___ RECORDS TO PROCESS ___
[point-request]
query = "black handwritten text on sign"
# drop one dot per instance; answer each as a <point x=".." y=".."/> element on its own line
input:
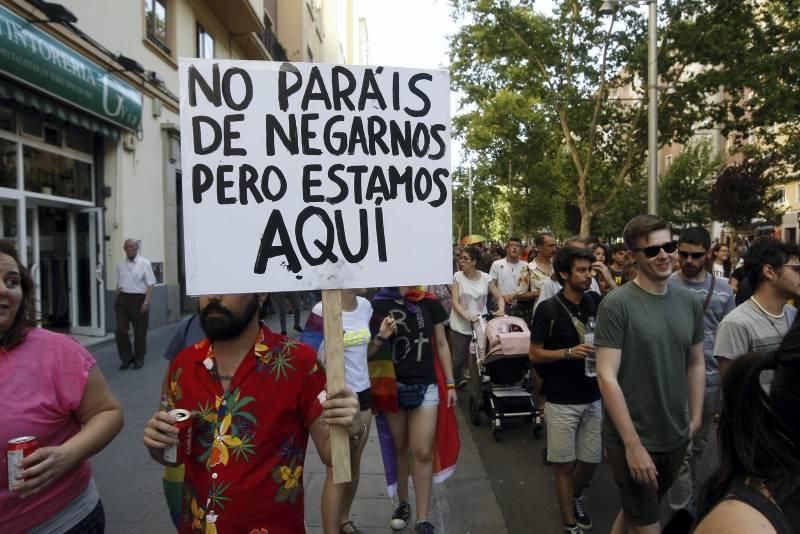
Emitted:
<point x="314" y="176"/>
___
#### [TASK BRIEF]
Copy out each record shown above without alteration, skipping any picture.

#### [RESPONSE]
[point-request]
query = "black handwritten text on sign"
# drop one dot per instance; answer each as a <point x=".." y=".."/> element on its own line
input:
Emitted:
<point x="314" y="176"/>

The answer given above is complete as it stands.